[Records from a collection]
========================================================================
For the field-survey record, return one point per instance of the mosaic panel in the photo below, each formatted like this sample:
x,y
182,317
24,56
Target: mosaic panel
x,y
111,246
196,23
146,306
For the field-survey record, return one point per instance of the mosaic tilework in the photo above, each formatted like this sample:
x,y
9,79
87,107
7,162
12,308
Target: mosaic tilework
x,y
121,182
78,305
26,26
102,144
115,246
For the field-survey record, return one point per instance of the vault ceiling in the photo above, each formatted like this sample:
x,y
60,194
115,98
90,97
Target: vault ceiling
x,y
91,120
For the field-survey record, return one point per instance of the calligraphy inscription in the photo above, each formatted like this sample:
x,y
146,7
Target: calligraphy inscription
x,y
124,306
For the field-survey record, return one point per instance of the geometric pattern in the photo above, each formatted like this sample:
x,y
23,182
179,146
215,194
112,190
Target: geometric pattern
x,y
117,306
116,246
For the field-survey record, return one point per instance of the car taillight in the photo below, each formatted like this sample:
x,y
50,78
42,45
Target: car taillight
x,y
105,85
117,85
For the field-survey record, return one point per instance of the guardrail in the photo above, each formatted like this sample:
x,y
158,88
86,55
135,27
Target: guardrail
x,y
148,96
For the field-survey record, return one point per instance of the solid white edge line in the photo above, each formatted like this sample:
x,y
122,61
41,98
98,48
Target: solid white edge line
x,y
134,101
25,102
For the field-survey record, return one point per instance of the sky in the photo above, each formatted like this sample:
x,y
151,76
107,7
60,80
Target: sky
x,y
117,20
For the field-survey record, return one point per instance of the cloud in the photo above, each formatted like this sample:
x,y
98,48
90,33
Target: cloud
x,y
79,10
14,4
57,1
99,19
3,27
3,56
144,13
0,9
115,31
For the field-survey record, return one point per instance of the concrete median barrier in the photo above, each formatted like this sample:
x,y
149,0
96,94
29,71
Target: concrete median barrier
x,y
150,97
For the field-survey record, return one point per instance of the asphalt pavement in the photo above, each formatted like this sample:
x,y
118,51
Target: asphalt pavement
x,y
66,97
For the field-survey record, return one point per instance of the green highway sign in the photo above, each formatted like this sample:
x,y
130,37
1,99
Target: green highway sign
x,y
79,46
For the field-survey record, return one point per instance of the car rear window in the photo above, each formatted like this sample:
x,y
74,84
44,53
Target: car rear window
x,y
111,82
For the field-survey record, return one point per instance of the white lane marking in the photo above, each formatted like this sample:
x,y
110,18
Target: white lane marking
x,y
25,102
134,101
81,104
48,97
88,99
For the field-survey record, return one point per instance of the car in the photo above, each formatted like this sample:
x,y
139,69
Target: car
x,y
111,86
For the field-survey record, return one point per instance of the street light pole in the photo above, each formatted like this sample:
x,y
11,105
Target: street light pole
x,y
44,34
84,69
========================================================================
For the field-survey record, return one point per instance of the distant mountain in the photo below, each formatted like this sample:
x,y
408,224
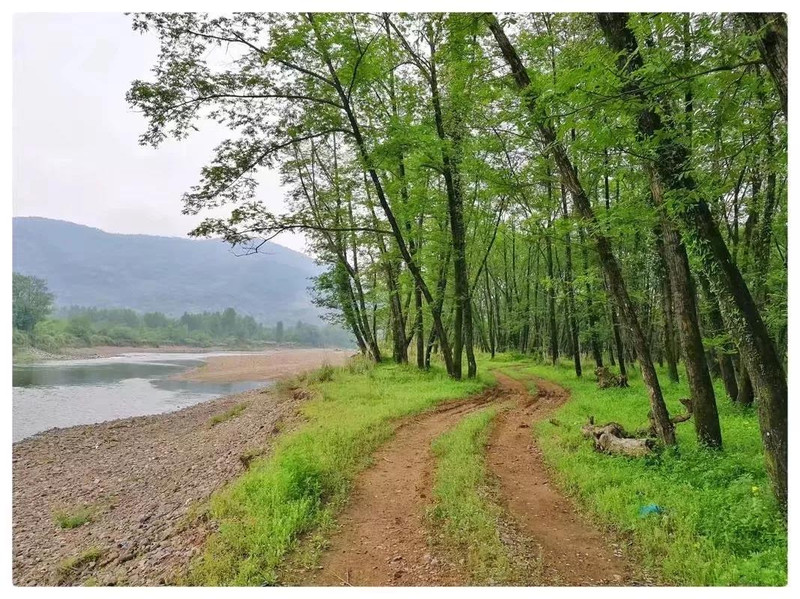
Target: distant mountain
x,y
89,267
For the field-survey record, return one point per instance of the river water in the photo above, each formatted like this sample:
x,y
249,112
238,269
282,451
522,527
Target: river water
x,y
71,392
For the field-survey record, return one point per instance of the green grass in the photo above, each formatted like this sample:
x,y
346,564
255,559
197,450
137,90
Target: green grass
========================================================================
=== Do this ===
How many lines in the records above contain the string "green"? Reply with the number only.

=== Exercise response ===
4